[Referring expression pointing data]
== Segment start ==
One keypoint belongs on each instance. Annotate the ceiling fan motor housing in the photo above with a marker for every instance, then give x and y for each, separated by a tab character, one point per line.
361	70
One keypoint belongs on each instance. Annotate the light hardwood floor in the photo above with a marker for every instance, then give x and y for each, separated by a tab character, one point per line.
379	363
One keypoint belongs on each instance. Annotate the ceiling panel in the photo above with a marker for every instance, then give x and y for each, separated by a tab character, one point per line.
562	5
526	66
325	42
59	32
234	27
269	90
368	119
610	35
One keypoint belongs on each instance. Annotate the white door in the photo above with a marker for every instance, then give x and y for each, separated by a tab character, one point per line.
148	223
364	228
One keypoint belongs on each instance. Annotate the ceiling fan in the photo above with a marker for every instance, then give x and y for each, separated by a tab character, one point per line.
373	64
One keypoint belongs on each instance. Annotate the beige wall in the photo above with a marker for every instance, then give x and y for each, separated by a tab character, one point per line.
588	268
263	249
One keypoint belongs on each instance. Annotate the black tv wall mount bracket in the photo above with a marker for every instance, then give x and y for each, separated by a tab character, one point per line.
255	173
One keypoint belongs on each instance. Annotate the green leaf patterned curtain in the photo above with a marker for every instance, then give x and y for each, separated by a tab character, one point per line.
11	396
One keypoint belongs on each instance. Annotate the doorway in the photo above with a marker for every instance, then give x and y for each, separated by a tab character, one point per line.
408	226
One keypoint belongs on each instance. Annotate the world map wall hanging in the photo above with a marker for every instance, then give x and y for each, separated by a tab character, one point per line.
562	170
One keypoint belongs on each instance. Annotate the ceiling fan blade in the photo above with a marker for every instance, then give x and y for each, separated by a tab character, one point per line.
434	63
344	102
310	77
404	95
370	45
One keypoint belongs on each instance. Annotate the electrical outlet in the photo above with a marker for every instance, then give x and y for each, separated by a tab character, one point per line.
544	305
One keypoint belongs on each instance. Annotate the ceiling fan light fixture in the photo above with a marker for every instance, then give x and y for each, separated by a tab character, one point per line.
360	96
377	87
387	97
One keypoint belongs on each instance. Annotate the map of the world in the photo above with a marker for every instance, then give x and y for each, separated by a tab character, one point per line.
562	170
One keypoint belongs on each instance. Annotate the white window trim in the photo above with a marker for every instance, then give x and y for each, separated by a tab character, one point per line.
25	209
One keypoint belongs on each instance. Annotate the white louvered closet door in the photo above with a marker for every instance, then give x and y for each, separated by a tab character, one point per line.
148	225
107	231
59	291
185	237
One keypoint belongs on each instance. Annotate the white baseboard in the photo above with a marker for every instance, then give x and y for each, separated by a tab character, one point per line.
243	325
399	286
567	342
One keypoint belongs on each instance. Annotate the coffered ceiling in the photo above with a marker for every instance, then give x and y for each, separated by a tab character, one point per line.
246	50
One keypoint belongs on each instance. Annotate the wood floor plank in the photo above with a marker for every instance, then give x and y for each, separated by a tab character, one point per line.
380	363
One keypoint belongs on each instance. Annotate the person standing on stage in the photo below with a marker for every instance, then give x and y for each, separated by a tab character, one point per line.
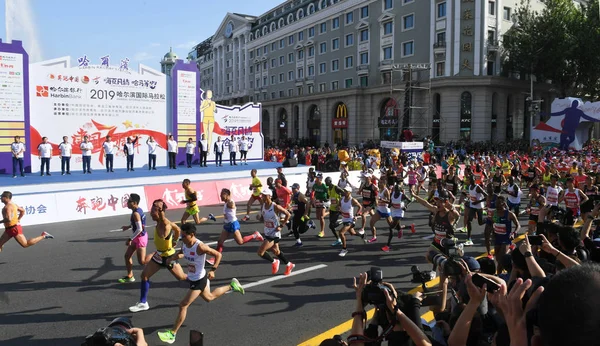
204	150
190	147
234	147
11	217
45	154
86	154
172	149
18	150
65	149
139	240
128	148
256	188
109	153
151	153
243	150
195	251
218	149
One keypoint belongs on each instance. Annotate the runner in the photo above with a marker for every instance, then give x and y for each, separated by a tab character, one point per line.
11	217
270	214
195	251
166	234
192	208
256	188
139	240
347	204
231	226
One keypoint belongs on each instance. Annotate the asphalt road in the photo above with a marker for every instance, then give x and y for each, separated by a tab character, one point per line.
61	290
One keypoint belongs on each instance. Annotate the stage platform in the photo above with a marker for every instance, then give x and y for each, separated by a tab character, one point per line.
35	183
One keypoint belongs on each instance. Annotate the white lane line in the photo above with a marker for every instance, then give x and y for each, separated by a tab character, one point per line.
281	277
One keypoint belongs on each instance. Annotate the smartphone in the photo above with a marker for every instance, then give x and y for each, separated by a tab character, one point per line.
196	338
534	240
479	281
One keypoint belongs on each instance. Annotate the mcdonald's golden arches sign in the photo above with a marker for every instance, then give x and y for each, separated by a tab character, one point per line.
340	121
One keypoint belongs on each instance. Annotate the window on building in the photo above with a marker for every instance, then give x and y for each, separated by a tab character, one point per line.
388	28
440	69
364	35
349	62
335	65
441	10
364	12
387	53
348	83
408	22
492	8
364	58
349	18
335	44
506	14
335	23
349	40
408	48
== Segment end ==
» **WORK TO COMPLETE**:
Output the lines above in full and exactly as given, omitting any pictures.

» **ANSWER AREA**:
One keypoint belongs on each instance. Annotate the ceiling fan motor housing in the photo above with a marker for every instance, then give x and y for each, separated by a tab character, one point per line.
361	70
One keypoint belongs on each instance. Annotate the light hardwood floor in the photo above with a marker for every instance, then give x and y for each, separated by a tab character, one point per line.
379	363
One keypoint belongs on each instance. Annotate the ceiling panel in the photo above with a marker for every instance, then give x and y for each, separated by a tab character, one point per line.
562	5
526	66
325	42
59	32
234	27
269	90
368	119
610	35
One keypoint belongs on each instance. Annotate the white door in the photo above with a marker for every instance, then give x and y for each, separated by a tab character, one point per line.
148	223
364	228
One keypoint belongs on each instance. Annotate the ceiling fan in the photo above with a marker for every instance, then give x and y for each, separated by a tab character, one point per line.
373	64
One keypoint belongs on each instance. Annotate the beige wall in the photo above with a marker for every instance, then give x and y for each, separated by a tab character, one point per line.
588	268
263	249
One keypoint belongs on each instance. Annotate the black tv wall mount bracket in the photo above with a marker for every instance, then give x and y for each, separated by a tab character, one point per line.
255	173
One keypoint belongs on each instance. Annotate the green leaf patterned curtain in the photo above with a marker for every instance, then give x and y for each, separated by a tab character, one point per line.
11	396
One keypoint belongs on each instance. Annotate the doorway in the photo above with a marker for every instance, then give x and y for each, separated by a tab character, one point per line.
408	226
One keypoint belongs on each instance. Annotate the world map wall hanging in the photo above with a marker for every instance, then give x and y for each, separated by a tab character, one point per line.
562	170
One keypoint belongs on each instance. Annotate the ceiling fan blade in the photo above with a marker for every instance, then give x and y for each, separated by a tab character, one point per line.
434	63
344	102
310	77
404	95
370	45
One keypoint belongs on each instance. Annotate the electrical outlet in the photo above with a marker for every instance, then give x and y for each, separated by a tab character, one point per line.
544	305
One keypoint belongs on each instance. Annotate the ceiling fan light fixture in the photo above with a marker for every instance, then give x and y for each, separated by a tab character, one point per line.
360	96
377	87
387	97
One keypoint belongs on each instance. Annotate the map of the world in the photo above with a marker for every instance, then give x and y for each, separated by a tab character, one point per line.
562	170
One keypoint belongs on each instance. Annotate the white window trim in the photo above with a marker for every instance, then give x and y for each, separated by a tab character, one point per line.
25	209
One keypoint belongs on each instance. Annotate the white louvered closet door in the photo above with a marker for every instance, then give x and y for each, separated by a tab character, one point per line.
148	225
107	231
59	291
185	237
One keypoint belongs on each instance. Annotate the white baseboard in the photo above with a marker for every instance, then give x and y for each, separated by a tab character, one point per line.
243	325
399	286
567	342
One keypoint belongs on each instance. Annotate the coffered ceiling in the photo above with a marker for every instance, then give x and y for each, separated by a tab character, one point per line.
246	50
One keypoint belongs on each instance. Annotate the wood floor plank in the photo above with a marker for every instance, then give x and y for each, separated by a tab character, one point per line.
380	363
One keypoint belongs on each instance. Annotate the person standing on stage in the photo below with a marker for every instance, then give x and y for each, separated by a tab character, one point per line.
204	150
190	147
234	147
11	217
45	154
86	154
172	149
18	150
65	149
139	240
128	148
256	188
109	153
151	153
243	150
195	251
218	149
One keypoint belongs on each instance. Annotate the runner in the photo above with a marker for every instance, then give x and y for each, separated by a tab character, one point per line.
11	217
270	214
195	251
166	234
192	208
256	188
139	240
347	204
231	226
One keypoint belongs on each instance. Annotate the asphalt road in the photo above with a marker for every instance, then give x and y for each, separated by a tab character, one point per line.
61	290
One keypoint belongs on each instance. Annotate the stage platform in the photo above with a marker for every instance, then give x and y for each, separated by a tab character, one point per line.
35	183
One keypoint belongs on each instance. Annotate the white lane line in the photo above with a marker for every instance, then give x and y for each, separated by a tab character, one point per line.
281	277
One keypoint belongs on each instance. Annotate the smartphone in the photo above with a marker for every instance, then give x and y for each, separated by a tab character, one point per line.
196	338
534	240
479	281
One keypoint belongs on each instance. Annotate the mcdonald's golden arches sign in the photo above with a marker for every instance, then give x and y for each, separated by a tab character, one point per line.
340	121
One keypoint belongs on each instance. Annotate the window on building in the photo above with a marker for every instance, then give x and y for each, separated by a tab character, one point per line.
388	28
440	69
364	35
349	62
335	65
441	10
364	12
387	53
348	83
408	22
492	8
364	58
349	18
335	44
506	14
335	23
349	40
408	48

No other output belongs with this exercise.